Bounding-box records
★ ★ ★

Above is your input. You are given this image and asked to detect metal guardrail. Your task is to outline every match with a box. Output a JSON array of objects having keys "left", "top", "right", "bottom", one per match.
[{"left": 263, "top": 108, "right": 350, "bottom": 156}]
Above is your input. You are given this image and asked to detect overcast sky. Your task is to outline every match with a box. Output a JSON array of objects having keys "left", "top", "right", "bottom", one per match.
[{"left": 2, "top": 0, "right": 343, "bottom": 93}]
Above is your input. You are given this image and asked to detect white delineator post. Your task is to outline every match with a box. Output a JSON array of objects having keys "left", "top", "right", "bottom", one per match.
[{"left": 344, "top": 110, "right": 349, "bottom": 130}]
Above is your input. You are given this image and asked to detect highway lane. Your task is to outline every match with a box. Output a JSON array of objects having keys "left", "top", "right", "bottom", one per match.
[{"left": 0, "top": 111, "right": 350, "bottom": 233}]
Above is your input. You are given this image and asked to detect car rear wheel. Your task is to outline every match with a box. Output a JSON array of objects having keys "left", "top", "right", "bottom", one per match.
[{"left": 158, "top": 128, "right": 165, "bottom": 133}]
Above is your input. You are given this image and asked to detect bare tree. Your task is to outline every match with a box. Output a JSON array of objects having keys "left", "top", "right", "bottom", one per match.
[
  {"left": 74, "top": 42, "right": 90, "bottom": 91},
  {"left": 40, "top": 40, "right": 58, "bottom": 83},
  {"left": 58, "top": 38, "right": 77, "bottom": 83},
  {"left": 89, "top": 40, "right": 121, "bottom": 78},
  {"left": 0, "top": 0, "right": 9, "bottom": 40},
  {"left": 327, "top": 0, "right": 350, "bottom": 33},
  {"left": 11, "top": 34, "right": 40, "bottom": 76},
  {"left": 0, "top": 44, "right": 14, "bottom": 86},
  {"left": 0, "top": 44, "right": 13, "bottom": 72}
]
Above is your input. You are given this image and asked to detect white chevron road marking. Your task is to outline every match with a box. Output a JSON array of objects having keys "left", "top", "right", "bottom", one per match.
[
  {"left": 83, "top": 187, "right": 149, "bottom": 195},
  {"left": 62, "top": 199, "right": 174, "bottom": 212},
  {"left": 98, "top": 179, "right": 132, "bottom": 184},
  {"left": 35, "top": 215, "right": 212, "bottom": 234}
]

★ ★ ★

_Task to complete_
Print every item above again, word for word, changing nothing.

_The completed task_
Above is your input. You are given this image and asked to detect metal guardrail. Your task is to outline every match with a box. Output a JSON array of objects having keys "left", "top", "right", "bottom", one per match.
[{"left": 263, "top": 108, "right": 350, "bottom": 156}]
Above is your input. You are given this image and asked to detect overcast sky. Your task is to outline every match with a box. Output a JSON array of objects having keys "left", "top", "right", "bottom", one per match.
[{"left": 2, "top": 0, "right": 343, "bottom": 93}]
Above is your input. You are given this image and asked to detect white delineator post. Your task is to outline every match with a box. Output a JSON array of objects having keys "left", "top", "right", "bottom", one per match.
[{"left": 344, "top": 110, "right": 349, "bottom": 130}]
Above is your input. You are given this image and asked to detect highway lane. Your task is to outline every match with a box. Output a JSON array of objects having keys "left", "top", "right", "bottom", one per match.
[{"left": 0, "top": 111, "right": 350, "bottom": 233}]
Above is your input. You are given this image and asked to detect car rear wheel. Your task is to outline every match with a box. Output a JSON array of objects having keys "left", "top", "right", "bottom", one per match.
[{"left": 158, "top": 128, "right": 165, "bottom": 133}]
Above is your input. You are given this image and asked to detect bare tree. Your task is to outline every match with a box. Output a JSON array of objects having keys "left", "top", "right", "bottom", one per match.
[
  {"left": 74, "top": 42, "right": 90, "bottom": 91},
  {"left": 40, "top": 40, "right": 58, "bottom": 83},
  {"left": 58, "top": 38, "right": 77, "bottom": 83},
  {"left": 89, "top": 40, "right": 121, "bottom": 78},
  {"left": 0, "top": 0, "right": 9, "bottom": 40},
  {"left": 327, "top": 0, "right": 350, "bottom": 33},
  {"left": 11, "top": 34, "right": 40, "bottom": 76},
  {"left": 0, "top": 44, "right": 14, "bottom": 86},
  {"left": 0, "top": 44, "right": 13, "bottom": 72}
]
Above is your input. You are given this image and asked to detect white chevron road marking. Your task is to outline every match with a box. Output a JSON array of objects having keys "left", "top", "right", "bottom", one per match.
[
  {"left": 83, "top": 187, "right": 149, "bottom": 195},
  {"left": 62, "top": 199, "right": 174, "bottom": 212},
  {"left": 98, "top": 179, "right": 132, "bottom": 184},
  {"left": 35, "top": 215, "right": 212, "bottom": 234}
]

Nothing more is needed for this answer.